■ Listed records:
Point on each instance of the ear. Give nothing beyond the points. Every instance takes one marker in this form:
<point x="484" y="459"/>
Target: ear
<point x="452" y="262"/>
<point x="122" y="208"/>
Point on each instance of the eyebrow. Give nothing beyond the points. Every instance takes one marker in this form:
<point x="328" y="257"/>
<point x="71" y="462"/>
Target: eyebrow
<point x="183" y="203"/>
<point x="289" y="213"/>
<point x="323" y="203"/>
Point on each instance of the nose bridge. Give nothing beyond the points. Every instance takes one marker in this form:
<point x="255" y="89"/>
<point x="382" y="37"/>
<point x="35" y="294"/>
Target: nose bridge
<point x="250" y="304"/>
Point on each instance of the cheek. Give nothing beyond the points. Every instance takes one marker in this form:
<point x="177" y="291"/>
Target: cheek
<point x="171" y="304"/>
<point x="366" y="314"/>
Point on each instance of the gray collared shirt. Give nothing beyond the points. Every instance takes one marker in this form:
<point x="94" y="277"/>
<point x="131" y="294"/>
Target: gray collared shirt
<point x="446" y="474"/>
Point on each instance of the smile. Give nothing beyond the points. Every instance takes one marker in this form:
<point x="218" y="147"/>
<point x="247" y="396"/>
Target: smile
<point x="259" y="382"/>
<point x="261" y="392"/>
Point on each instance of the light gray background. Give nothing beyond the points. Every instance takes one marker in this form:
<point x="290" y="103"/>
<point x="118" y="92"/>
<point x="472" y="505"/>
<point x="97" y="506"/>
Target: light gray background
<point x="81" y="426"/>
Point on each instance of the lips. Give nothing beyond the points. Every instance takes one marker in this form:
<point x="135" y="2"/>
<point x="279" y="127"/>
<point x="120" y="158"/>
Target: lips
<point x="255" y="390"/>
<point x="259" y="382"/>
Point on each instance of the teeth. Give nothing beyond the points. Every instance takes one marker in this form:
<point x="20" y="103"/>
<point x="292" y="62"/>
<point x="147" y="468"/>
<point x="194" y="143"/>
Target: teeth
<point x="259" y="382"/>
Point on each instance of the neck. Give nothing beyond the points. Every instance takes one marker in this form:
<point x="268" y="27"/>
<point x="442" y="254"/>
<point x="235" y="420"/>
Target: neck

■ Stated problem: Revise the items above so that every "Give nothing beyond the points" becomes "Reply with the points only", keeping everything else unchanged.

■ Solution for this exercise:
Point on each instance of the ear. Reply with the points only. Every instance takes one marker in this form:
<point x="484" y="459"/>
Target: ear
<point x="452" y="262"/>
<point x="122" y="208"/>
Point on each instance of the eyebrow. Reply with the points only. Every instance takes one marker in this form:
<point x="328" y="257"/>
<point x="71" y="462"/>
Target: eyebrow
<point x="183" y="203"/>
<point x="289" y="213"/>
<point x="323" y="203"/>
Point on each instance of the nose bridge. Reply with the points only. Every instance takes one marker in this form:
<point x="255" y="89"/>
<point x="382" y="37"/>
<point x="35" y="294"/>
Target: nose bridge
<point x="250" y="304"/>
Point on each instance of the cheek. Reply with the points only. Every instance takes one marker in this form:
<point x="177" y="291"/>
Target: cheek
<point x="171" y="304"/>
<point x="366" y="314"/>
Point on each instance of the gray collared shirt. Reply with the points only. Every instance takes one marker in this form:
<point x="94" y="277"/>
<point x="131" y="294"/>
Target: gray collared shirt
<point x="446" y="474"/>
Point on each instance of the smile. Reply with the points only. Every instance takes one marker in this form:
<point x="218" y="147"/>
<point x="247" y="396"/>
Target: smile
<point x="259" y="382"/>
<point x="261" y="392"/>
Point on each instance of the light gray background. Reply with the points only. Every instance takes one marker in this form:
<point x="290" y="103"/>
<point x="118" y="92"/>
<point x="472" y="505"/>
<point x="97" y="506"/>
Target: light gray background
<point x="81" y="426"/>
Point on each instance of the lips. Reply with the points only. Every instance takes one marker in this form:
<point x="135" y="2"/>
<point x="279" y="127"/>
<point x="120" y="158"/>
Target: lips
<point x="255" y="390"/>
<point x="259" y="382"/>
Point on each instance of the teeth. Reply with the points only. Every instance takes one marker in this form:
<point x="20" y="103"/>
<point x="292" y="62"/>
<point x="147" y="468"/>
<point x="194" y="143"/>
Target: teeth
<point x="259" y="382"/>
Point on each instance of the neck. Reply with the points only. Every instance takes one marker in this form:
<point x="268" y="27"/>
<point x="442" y="254"/>
<point x="235" y="420"/>
Target: neck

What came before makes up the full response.